-------- Available data

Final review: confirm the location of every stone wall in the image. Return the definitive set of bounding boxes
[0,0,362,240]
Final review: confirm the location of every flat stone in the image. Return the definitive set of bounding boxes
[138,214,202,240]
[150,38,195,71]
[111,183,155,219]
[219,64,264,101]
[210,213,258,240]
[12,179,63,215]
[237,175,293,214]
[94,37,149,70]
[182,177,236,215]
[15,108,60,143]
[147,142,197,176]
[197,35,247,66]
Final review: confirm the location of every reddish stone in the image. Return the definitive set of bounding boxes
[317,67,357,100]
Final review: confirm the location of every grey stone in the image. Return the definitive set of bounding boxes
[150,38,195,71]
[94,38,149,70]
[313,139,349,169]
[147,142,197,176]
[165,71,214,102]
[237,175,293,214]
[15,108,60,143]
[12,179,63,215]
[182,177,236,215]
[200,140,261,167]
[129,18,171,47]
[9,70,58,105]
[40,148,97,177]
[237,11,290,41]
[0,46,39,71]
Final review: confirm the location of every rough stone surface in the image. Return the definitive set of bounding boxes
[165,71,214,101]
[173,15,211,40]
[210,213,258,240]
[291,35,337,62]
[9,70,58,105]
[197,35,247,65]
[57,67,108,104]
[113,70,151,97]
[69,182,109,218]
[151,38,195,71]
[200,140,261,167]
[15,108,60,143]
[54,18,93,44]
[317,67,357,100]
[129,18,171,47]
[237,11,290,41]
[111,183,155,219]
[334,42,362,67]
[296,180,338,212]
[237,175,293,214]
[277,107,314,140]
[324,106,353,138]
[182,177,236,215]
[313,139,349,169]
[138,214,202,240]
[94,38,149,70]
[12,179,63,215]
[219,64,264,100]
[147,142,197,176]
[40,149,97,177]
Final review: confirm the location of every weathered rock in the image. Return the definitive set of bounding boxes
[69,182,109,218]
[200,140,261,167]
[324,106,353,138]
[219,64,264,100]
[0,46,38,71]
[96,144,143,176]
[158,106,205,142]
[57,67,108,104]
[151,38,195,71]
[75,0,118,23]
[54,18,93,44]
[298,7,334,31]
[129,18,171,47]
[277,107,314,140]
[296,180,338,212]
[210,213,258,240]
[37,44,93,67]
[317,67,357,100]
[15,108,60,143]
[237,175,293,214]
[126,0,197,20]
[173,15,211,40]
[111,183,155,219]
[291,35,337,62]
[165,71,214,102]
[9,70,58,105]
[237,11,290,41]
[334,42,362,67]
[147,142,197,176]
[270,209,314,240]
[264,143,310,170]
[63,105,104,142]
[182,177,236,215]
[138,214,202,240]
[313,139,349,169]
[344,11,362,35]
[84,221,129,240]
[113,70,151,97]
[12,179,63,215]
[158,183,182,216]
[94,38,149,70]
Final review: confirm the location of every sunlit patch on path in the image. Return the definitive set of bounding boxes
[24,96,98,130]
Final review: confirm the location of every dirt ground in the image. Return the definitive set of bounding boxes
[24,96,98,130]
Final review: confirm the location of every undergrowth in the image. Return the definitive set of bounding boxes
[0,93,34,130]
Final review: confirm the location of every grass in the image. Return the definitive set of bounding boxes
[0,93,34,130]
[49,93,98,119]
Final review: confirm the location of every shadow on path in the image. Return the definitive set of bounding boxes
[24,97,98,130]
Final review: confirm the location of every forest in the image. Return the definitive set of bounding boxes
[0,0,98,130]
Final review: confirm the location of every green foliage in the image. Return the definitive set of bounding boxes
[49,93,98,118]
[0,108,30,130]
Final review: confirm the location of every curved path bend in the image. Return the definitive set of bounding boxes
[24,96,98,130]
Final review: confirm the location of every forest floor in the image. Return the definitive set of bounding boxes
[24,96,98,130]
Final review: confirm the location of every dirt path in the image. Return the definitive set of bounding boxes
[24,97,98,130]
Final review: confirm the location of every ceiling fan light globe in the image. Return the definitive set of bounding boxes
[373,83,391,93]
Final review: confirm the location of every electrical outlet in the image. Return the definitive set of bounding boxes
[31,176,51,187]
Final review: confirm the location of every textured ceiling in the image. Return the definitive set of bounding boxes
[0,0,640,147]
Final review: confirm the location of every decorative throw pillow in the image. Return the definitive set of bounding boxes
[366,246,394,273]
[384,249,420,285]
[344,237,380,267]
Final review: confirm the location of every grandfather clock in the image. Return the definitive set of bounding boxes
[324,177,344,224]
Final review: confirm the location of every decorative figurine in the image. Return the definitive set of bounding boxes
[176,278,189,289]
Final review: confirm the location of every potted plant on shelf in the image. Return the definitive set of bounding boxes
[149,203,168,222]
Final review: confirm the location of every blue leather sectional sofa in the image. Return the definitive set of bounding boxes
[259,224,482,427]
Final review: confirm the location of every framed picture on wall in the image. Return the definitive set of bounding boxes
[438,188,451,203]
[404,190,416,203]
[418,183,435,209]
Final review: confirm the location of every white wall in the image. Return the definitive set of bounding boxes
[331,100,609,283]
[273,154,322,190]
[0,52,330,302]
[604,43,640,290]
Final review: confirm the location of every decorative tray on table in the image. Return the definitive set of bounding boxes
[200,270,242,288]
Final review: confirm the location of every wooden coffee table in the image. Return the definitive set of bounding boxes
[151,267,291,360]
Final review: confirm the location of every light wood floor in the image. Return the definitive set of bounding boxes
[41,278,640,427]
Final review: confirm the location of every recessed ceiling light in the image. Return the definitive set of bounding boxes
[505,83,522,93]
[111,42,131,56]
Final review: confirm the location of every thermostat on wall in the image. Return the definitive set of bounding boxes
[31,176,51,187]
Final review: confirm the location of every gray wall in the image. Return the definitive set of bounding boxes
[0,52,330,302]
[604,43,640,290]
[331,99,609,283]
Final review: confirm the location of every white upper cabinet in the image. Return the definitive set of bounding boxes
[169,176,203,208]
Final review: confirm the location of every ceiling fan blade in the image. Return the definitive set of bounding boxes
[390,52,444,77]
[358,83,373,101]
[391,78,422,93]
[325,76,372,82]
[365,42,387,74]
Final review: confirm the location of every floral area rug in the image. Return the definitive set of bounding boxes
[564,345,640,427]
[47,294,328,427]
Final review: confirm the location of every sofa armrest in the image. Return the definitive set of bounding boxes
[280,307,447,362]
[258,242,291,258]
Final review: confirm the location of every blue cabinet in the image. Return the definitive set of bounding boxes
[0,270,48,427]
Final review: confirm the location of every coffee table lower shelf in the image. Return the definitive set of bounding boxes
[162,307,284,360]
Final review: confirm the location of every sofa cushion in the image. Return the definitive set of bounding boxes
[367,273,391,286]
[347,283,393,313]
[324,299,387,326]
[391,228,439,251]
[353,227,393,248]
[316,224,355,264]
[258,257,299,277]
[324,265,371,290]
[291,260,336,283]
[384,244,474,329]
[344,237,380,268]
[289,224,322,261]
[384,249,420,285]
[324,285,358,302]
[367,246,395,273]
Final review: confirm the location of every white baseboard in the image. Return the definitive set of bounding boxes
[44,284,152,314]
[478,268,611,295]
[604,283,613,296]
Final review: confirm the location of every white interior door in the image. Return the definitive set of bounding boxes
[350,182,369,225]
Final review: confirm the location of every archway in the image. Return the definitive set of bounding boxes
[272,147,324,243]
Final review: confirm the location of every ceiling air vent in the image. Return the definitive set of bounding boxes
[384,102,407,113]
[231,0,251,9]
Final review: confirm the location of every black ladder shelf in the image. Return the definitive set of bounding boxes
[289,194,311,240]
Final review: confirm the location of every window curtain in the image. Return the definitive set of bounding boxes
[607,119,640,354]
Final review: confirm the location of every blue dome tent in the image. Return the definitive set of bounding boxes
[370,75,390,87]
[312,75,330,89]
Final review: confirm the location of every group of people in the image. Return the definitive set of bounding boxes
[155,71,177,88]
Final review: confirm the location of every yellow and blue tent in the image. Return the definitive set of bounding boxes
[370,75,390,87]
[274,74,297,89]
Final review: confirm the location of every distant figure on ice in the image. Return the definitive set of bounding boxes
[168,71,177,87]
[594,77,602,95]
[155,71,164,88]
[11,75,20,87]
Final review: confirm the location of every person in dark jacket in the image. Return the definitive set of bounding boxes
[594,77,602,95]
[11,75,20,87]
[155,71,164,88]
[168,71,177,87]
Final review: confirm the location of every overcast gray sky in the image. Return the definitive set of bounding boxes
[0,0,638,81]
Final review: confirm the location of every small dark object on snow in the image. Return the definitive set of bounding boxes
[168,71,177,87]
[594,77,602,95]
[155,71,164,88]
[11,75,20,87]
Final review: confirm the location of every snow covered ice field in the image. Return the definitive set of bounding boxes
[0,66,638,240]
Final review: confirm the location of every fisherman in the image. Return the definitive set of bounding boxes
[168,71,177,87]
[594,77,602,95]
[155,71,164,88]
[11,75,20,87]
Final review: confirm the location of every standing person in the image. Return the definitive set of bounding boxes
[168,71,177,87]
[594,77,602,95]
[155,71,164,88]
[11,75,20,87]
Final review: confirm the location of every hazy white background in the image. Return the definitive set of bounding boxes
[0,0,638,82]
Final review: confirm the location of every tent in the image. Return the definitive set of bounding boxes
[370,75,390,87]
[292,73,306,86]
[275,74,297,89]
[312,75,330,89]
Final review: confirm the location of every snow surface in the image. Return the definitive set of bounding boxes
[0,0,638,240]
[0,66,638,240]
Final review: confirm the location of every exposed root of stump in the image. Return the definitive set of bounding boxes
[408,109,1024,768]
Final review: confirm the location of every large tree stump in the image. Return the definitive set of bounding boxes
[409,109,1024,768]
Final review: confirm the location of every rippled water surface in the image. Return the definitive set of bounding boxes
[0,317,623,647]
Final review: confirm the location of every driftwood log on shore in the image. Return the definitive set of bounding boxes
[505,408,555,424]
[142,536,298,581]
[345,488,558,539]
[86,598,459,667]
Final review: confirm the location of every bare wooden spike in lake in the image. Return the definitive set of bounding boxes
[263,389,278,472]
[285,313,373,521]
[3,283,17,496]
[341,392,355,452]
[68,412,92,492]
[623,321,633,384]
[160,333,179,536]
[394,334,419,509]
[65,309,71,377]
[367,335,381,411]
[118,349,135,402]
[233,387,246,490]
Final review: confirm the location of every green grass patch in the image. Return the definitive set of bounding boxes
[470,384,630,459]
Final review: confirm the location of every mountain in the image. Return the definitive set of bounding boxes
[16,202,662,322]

----------------

Please write out the lines of data that begin at the line containing "Final review: confirm the location of every forest in" and stop after the line containing "[0,108,30,130]".

Final review: confirm the location of every forest in the image. Return the definitive set of bounding boxes
[0,0,98,130]
Final review: confirm the location of every green foliage in the image. Return the definitive set of bounding boxes
[49,93,98,118]
[0,108,30,130]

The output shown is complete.